• **DATA FOR THE TASK**
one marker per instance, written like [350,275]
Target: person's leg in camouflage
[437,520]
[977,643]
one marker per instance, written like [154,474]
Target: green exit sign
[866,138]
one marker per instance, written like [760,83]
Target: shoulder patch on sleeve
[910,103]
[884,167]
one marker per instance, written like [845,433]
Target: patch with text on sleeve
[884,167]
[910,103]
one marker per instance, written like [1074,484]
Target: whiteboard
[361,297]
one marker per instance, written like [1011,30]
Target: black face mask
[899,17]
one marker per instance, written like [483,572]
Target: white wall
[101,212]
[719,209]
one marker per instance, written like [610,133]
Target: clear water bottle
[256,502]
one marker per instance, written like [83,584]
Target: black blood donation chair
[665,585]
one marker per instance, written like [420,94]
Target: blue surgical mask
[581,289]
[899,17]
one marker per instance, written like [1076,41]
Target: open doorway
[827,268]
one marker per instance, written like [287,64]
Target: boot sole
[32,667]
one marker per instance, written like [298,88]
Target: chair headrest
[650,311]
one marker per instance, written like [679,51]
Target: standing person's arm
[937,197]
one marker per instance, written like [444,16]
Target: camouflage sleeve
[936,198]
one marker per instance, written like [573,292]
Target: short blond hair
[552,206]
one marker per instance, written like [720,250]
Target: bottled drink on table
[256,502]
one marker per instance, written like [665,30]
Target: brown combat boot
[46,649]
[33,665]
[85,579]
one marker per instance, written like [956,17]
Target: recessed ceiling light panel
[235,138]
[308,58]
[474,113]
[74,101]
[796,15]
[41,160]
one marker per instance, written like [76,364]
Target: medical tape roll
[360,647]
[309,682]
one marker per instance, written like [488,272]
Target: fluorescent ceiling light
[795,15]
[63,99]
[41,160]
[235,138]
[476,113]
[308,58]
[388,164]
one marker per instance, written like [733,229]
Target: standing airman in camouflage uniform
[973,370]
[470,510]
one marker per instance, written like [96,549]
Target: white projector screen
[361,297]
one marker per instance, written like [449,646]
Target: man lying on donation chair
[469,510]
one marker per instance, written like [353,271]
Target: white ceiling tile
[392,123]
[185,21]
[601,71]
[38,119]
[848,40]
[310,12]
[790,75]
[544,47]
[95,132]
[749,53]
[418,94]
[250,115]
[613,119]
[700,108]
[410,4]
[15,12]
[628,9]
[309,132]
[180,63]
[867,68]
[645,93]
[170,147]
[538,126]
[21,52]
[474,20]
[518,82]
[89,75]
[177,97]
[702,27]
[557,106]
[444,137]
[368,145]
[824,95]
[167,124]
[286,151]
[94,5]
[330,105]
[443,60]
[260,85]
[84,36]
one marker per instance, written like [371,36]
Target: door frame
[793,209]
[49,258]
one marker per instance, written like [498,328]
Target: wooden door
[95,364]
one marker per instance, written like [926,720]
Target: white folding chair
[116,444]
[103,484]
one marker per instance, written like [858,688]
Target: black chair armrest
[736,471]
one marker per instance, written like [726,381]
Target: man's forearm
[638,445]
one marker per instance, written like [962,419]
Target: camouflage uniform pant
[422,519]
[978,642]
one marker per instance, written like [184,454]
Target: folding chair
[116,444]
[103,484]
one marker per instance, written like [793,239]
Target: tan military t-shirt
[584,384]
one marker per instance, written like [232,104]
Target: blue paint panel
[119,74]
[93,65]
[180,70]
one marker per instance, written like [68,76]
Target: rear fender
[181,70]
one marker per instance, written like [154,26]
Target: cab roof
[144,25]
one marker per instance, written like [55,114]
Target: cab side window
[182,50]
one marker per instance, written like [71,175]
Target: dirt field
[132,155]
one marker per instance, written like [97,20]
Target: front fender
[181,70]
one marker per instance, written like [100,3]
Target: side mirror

• **EXERCISE PROMPT**
Copy out all of the records shown above exactly.

• **RIGHT ANSWER**
one marker per instance, written like [350,275]
Target: person's leg in camouflage
[437,520]
[977,643]
one marker per instance, written like [154,474]
Target: green exit sign
[866,138]
one marker per instance, written like [760,83]
Target: shoulder patch on sleeve
[910,103]
[884,167]
one marker per instance, written like [845,433]
Target: patch with text on sleeve
[884,167]
[910,103]
one marker per instance, written like [1074,484]
Target: whiteboard
[361,297]
one marker per instance, written like [1011,30]
Target: black face mask
[899,17]
one marker per instance, written like [483,572]
Target: white wall
[101,212]
[719,209]
one marker per instance, written like [610,133]
Target: clear water bottle
[256,502]
one marker per instance, written like [83,584]
Target: black blood donation chair
[665,585]
one marker per instance, written like [420,94]
Target: blue surgical mask
[581,289]
[899,17]
one marker per instance, written like [1076,41]
Target: open doorway
[827,268]
one marker per instance, written like [287,64]
Target: boot sole
[32,667]
one marker per instance, written like [298,88]
Target: chair headrest
[650,311]
one marker per instance, written like [679,51]
Target: standing person's arm
[937,197]
one marker per instance, written like [444,16]
Target: camouflage sleeve
[936,198]
one marker per instance, written like [573,292]
Target: short blond hair
[552,206]
one marker per instance, written like [720,250]
Target: bottled drink on table
[256,502]
one marker per instance, written like [665,30]
Target: brown combat boot
[46,649]
[33,665]
[85,579]
one marker per instance, written like [956,17]
Target: recessed ceiling light panel
[235,138]
[308,58]
[474,113]
[74,101]
[796,15]
[41,160]
one marker per instance, written like [76,364]
Target: medical tape roll
[360,647]
[309,682]
one marker per instance, written like [488,272]
Target: fluorescent ceiling light
[795,15]
[63,99]
[41,160]
[235,138]
[476,113]
[308,58]
[388,164]
one marker per instance, written like [733,229]
Target: standing airman in camouflage uniform
[973,370]
[470,510]
one marker per instance, written like [96,549]
Target: white projector screen
[361,297]
one marker per instance, written like [449,646]
Target: man lying on donation chair
[469,510]
one marker per instance, written like [353,271]
Target: white ceiling tile
[392,123]
[185,21]
[601,71]
[38,119]
[848,40]
[310,12]
[790,75]
[544,47]
[95,132]
[749,53]
[418,94]
[250,115]
[613,119]
[700,108]
[410,4]
[15,12]
[628,9]
[309,132]
[180,63]
[867,68]
[645,93]
[170,147]
[538,126]
[21,52]
[474,20]
[518,82]
[89,75]
[177,97]
[702,27]
[557,106]
[444,137]
[368,145]
[824,95]
[167,124]
[286,151]
[94,5]
[330,105]
[443,60]
[260,85]
[84,36]
one marker per instance, written like [371,36]
Target: door frame
[793,209]
[49,258]
one marker per instance, written like [498,328]
Target: wooden door
[95,364]
one marker per instance, written like [926,720]
Target: white folding chair
[116,444]
[103,484]
one marker per instance, written like [858,688]
Target: black chair armrest
[736,471]
one marker per instance, written like [726,381]
Target: man's forearm
[638,445]
one marker per instance, written like [962,419]
Target: camouflage uniform pant
[422,519]
[978,642]
one marker per instance, written like [184,454]
Target: folding chair
[116,444]
[103,484]
one marker per instance, written like [793,239]
Target: tan military t-shirt
[584,384]
one marker per instance, written like [232,104]
Target: blue paint panel
[119,74]
[93,65]
[180,70]
one marker per instance, written like [68,76]
Target: rear fender
[181,70]
one marker per instance, written like [154,26]
Target: cab roof
[144,25]
one marker per instance, written like [55,114]
Target: cab side window
[182,50]
one marker per instance, written like [71,175]
Target: dirt field
[132,155]
one marker per instance, written like [97,20]
Target: front fender
[181,70]
one marker per instance, written like [100,3]
Target: side mirror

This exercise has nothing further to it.